* _What is needed_: Return the lines below unchanged, beginning at the line that contains "Annotate each instance of the forehead" and stopping after the line that contains "x=269 y=108".
— Start of Task material —
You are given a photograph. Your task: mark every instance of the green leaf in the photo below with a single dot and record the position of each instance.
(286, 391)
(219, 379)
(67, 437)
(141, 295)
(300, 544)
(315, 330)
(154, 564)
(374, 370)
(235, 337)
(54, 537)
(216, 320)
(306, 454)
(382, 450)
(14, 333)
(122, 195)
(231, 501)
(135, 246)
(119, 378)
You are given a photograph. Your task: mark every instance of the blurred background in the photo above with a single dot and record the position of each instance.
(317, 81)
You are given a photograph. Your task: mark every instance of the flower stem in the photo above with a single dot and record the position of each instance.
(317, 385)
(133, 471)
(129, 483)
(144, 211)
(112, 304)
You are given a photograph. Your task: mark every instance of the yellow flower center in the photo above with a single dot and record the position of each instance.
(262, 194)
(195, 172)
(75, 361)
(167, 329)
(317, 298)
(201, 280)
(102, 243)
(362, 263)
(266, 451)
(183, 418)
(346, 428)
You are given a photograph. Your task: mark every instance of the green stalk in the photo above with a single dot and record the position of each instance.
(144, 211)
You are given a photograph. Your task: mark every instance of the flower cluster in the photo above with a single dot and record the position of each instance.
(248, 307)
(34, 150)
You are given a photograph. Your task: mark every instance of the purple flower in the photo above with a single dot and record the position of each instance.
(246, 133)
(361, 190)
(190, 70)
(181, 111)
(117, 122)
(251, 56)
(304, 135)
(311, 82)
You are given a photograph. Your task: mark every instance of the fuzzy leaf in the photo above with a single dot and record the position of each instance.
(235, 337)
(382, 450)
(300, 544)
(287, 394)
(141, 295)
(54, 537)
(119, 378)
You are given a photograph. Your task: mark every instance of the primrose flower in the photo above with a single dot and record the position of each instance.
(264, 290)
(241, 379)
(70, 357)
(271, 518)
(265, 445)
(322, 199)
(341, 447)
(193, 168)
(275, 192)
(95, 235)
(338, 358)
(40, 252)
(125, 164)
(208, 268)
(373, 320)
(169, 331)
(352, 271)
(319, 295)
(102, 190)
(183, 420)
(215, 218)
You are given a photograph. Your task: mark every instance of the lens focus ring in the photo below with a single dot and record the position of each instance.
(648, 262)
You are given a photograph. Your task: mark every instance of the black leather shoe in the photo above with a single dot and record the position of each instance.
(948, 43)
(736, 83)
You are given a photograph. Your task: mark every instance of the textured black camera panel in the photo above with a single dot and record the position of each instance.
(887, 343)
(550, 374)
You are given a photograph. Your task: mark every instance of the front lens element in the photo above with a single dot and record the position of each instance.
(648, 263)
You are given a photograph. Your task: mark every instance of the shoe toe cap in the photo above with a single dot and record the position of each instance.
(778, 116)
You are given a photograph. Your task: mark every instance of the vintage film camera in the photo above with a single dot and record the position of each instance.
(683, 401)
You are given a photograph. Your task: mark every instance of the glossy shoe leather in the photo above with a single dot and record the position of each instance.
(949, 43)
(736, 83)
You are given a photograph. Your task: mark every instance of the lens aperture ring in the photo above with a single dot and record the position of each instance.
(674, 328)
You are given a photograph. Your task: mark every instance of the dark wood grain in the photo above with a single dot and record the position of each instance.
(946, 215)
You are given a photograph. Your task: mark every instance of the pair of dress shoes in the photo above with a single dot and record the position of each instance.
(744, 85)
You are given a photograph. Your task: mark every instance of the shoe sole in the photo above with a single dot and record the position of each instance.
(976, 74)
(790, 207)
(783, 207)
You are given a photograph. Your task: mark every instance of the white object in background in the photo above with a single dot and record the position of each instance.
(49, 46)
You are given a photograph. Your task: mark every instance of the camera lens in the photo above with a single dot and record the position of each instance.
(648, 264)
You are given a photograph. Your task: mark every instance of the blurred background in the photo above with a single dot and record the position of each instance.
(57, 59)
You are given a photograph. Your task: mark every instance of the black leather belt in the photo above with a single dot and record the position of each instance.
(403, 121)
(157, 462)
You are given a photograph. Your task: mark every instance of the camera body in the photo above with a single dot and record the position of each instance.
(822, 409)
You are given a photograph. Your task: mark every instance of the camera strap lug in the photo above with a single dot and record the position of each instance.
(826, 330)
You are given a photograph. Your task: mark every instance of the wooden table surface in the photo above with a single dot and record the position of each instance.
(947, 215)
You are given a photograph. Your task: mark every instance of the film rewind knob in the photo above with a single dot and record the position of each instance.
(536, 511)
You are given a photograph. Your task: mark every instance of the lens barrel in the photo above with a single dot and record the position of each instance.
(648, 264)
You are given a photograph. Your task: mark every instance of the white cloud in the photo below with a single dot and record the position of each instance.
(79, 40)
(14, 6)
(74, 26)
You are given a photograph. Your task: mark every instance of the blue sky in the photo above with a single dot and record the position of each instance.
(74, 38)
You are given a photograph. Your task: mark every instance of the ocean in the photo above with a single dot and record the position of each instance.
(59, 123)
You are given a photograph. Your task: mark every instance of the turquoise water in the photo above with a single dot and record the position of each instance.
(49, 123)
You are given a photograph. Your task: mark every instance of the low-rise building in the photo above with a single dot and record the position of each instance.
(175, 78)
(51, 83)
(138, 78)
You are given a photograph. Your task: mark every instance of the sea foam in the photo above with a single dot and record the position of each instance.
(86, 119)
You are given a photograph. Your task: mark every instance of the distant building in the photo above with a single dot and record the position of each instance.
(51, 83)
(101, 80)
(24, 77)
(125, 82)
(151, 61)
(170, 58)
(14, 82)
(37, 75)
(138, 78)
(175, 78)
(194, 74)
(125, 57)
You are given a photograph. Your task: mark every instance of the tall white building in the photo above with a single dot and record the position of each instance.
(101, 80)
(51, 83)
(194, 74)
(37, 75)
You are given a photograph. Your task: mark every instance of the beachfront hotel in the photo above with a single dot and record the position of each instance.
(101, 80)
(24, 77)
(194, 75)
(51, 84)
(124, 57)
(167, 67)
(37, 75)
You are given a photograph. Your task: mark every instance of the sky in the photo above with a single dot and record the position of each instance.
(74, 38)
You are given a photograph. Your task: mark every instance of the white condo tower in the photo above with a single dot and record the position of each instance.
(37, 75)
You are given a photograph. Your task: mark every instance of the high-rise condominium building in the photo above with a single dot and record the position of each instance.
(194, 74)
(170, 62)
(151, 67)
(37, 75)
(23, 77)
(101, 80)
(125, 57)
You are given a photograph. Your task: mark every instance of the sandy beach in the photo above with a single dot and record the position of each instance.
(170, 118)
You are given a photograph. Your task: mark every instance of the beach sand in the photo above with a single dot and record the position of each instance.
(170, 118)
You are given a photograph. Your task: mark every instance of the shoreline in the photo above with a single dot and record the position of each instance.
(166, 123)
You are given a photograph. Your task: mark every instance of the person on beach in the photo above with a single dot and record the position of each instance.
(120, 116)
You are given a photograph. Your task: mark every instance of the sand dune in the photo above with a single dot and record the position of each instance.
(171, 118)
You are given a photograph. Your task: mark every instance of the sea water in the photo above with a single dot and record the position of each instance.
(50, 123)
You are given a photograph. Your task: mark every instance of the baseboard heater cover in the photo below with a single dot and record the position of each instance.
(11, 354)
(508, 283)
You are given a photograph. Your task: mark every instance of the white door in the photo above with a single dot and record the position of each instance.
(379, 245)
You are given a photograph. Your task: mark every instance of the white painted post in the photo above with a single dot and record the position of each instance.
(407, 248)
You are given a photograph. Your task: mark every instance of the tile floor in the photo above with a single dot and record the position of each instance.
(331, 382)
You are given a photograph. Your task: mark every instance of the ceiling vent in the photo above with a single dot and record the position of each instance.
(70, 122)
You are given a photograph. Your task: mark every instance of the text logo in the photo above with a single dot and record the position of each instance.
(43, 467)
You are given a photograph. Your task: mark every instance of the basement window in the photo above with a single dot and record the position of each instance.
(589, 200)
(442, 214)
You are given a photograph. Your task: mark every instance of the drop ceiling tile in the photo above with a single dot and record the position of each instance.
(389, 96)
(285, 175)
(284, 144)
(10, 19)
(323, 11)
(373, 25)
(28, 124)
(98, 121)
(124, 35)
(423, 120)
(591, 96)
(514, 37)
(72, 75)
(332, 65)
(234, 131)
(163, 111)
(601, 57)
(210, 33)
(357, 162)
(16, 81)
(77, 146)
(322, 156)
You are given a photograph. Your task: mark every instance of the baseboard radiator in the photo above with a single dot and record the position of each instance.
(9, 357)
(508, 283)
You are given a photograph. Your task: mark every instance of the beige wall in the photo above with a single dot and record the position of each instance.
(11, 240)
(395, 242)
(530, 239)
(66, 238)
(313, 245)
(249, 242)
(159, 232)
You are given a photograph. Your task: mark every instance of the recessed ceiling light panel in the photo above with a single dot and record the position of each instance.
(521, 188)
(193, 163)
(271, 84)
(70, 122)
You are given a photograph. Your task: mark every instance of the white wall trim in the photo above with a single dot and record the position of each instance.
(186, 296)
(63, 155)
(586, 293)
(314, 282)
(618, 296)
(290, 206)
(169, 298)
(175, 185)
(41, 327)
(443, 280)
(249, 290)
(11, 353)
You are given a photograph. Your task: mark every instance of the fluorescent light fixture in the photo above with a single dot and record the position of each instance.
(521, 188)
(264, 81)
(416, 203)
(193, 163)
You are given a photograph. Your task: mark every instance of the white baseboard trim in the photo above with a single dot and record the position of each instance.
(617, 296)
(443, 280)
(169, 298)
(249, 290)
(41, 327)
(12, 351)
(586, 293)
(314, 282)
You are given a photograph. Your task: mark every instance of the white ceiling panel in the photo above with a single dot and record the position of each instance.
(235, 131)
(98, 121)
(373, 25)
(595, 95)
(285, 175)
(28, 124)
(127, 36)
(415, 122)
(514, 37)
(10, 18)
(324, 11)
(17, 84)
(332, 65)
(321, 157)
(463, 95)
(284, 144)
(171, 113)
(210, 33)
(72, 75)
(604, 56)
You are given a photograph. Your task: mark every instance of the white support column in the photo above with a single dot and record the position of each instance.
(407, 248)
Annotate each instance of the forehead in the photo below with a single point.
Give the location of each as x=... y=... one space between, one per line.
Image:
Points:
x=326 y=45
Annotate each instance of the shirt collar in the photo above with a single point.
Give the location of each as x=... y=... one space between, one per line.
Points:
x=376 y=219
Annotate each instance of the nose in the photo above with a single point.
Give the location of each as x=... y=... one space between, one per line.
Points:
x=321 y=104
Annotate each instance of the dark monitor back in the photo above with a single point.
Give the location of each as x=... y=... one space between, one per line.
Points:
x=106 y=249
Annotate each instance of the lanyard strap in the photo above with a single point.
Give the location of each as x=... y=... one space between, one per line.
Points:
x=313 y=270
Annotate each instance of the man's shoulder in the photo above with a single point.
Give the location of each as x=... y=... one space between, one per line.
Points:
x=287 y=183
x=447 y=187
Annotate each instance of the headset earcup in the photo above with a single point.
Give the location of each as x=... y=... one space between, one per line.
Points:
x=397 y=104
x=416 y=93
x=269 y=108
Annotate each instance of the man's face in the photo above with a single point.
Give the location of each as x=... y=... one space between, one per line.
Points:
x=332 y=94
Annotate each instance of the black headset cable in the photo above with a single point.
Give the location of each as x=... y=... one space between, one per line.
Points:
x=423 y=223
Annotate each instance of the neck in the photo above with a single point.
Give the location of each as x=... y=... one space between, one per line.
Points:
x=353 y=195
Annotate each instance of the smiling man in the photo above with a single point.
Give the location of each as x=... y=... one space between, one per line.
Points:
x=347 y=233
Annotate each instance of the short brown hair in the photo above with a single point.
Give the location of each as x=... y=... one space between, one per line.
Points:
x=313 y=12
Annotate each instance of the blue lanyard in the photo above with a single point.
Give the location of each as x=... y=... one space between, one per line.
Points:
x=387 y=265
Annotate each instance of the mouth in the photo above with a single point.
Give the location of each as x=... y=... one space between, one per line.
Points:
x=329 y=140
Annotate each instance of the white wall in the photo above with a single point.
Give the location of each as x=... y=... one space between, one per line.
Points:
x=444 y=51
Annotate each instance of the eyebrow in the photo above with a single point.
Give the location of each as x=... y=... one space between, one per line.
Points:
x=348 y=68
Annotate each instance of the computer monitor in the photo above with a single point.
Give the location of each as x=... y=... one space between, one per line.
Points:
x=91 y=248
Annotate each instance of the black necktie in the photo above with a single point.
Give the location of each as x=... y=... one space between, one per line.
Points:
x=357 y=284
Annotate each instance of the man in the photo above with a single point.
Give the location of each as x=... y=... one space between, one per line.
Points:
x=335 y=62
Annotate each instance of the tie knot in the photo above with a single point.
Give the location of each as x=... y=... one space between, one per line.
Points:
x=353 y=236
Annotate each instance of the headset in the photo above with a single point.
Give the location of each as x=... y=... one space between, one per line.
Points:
— End of Task material —
* _Finished task_:
Annotate each instance of the forehead in the photo below with a single point.
Give the location of each as x=... y=... one space between, one per line.
Image:
Points:
x=326 y=45
Annotate each instance of the shirt collar in the photo above with a single point.
Give the location of each as x=... y=... one space between, one per line.
Points:
x=376 y=219
Annotate each instance of the nose in the photo above with a single point.
Give the location of each as x=... y=... one space between, one per line.
Points:
x=321 y=104
Annotate each instance of the dark monitor back in the photo above with a single point.
Give the location of each as x=... y=... one space between, one per line.
Points:
x=106 y=249
Annotate each instance of the lanyard strap in the photo above with a single point.
Give the location of each as x=... y=... one space between, one per line.
Points:
x=313 y=270
Annotate each instance of the man's shoulder in the photo above with a single point.
Give the location of each as x=... y=... one space between, one per line.
Points:
x=287 y=183
x=447 y=187
Annotate each instance of the headset earcup in the photo above with a single point.
Give the location of each as x=... y=... one space between, one per line.
Points:
x=397 y=104
x=416 y=93
x=269 y=108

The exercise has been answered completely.